- [Reading text]
--- --- ---

Enterprises today have vast amounts of unstructured data scattered across numerous environments.

The “dirty secret,” according to Unstructred.io founder and CEO Bryan Raymond, is that data scientists are often still processing all that data exactly as they were doing 20 years ago, typically by manually building pre-processing guidelines.

“Data scientists hate pre-processing,” he told the audience at VentureBeat Transform 2023. “It’s like going to the dentist.”

Unstructured.io, which uses natural language to transform data from its raw form to learning-ready, was selected as Most Likely to Succeed at the Innovation Showcase at VentureBeat Transform 2023.

Connecting data to LLMs

Raymond described his company’s platform as an ETL — extract, transform and load — for large language models (LLMs).

“We like to think of ourselves as top of tunnel,” he said.

Unstructured.io connects data to LLMs and uses a variety of technologies — including computer vision, natural language processing (NLP) and Python scripts — to extract complexity.

The unstructured data is curated, cleaned of artifacts and made LLM-ready, Raymond explained. This is a simpler and faster strategy and data scientists don’t have to write hundreds of lines of parsing code.

--- --- ---

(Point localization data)
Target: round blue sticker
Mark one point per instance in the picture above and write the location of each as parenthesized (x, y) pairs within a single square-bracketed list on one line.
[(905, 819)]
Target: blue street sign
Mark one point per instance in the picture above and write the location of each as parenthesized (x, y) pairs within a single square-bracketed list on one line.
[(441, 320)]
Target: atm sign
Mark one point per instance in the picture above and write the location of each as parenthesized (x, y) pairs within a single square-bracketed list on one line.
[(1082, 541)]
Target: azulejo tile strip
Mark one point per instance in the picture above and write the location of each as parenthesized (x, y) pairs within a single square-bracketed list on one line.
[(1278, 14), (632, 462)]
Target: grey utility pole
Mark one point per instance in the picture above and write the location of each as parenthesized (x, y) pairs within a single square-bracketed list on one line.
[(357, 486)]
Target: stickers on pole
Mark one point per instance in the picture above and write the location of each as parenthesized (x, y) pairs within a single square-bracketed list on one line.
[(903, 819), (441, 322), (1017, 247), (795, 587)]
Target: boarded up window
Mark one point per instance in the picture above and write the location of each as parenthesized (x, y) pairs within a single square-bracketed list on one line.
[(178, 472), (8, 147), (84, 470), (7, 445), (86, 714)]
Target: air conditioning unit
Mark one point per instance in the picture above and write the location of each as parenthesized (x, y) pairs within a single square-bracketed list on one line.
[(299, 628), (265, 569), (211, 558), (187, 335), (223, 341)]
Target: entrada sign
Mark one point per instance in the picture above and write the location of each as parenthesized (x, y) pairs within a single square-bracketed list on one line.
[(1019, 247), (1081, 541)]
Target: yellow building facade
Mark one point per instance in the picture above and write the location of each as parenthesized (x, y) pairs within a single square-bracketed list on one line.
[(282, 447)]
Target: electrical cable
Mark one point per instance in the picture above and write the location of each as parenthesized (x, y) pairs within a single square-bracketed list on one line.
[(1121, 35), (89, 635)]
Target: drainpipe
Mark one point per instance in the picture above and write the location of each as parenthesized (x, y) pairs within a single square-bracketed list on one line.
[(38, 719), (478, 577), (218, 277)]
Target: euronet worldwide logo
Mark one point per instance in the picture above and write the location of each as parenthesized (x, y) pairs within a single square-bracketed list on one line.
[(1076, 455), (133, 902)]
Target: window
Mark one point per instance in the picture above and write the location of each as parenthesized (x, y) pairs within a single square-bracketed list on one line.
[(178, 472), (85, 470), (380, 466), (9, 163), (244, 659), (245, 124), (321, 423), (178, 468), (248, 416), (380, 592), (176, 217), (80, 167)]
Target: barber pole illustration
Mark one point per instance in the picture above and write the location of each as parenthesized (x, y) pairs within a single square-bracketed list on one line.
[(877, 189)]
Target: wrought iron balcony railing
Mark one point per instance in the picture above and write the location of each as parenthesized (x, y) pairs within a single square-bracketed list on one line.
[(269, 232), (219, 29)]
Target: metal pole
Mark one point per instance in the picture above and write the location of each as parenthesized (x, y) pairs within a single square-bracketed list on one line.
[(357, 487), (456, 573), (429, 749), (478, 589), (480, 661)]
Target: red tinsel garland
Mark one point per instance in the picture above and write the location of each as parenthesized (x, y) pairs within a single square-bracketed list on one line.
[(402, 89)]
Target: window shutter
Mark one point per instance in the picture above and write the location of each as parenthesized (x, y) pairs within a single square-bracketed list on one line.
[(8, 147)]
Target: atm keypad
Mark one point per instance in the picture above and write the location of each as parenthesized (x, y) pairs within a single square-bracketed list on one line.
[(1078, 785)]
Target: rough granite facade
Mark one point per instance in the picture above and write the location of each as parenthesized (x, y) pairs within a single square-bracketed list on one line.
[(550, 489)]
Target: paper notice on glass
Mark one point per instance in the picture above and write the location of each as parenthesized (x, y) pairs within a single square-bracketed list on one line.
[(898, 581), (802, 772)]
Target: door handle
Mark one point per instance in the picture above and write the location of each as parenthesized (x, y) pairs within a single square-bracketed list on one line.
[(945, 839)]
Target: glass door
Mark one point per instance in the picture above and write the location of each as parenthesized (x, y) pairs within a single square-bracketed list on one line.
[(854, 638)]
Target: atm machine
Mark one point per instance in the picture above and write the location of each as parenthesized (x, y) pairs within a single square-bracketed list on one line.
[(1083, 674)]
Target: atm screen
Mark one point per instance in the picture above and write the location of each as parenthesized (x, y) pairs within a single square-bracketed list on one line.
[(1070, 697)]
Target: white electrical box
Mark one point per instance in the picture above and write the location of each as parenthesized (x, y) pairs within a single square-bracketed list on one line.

--- --- ---

- [Your instructions]
Repeat the article about Unstructured.io in full, word for word. The records come from a different source than the article.

- [Final answer]
Enterprises today have vast amounts of unstructured data scattered across numerous environments.

The “dirty secret,” according to Unstructred.io founder and CEO Bryan Raymond, is that data scientists are often still processing all that data exactly as they were doing 20 years ago, typically by manually building pre-processing guidelines.

“Data scientists hate pre-processing,” he told the audience at VentureBeat Transform 2023. “It’s like going to the dentist.”

Unstructured.io, which uses natural language to transform data from its raw form to learning-ready, was selected as Most Likely to Succeed at the Innovation Showcase at VentureBeat Transform 2023.

Connecting data to LLMs

Raymond described his company’s platform as an ETL — extract, transform and load — for large language models (LLMs).

“We like to think of ourselves as top of tunnel,” he said.

Unstructured.io connects data to LLMs and uses a variety of technologies — including computer vision, natural language processing (NLP) and Python scripts — to extract complexity.

The unstructured data is curated, cleaned of artifacts and made LLM-ready, Raymond explained. This is a simpler and faster strategy and data scientists don’t have to write hundreds of lines of parsing code.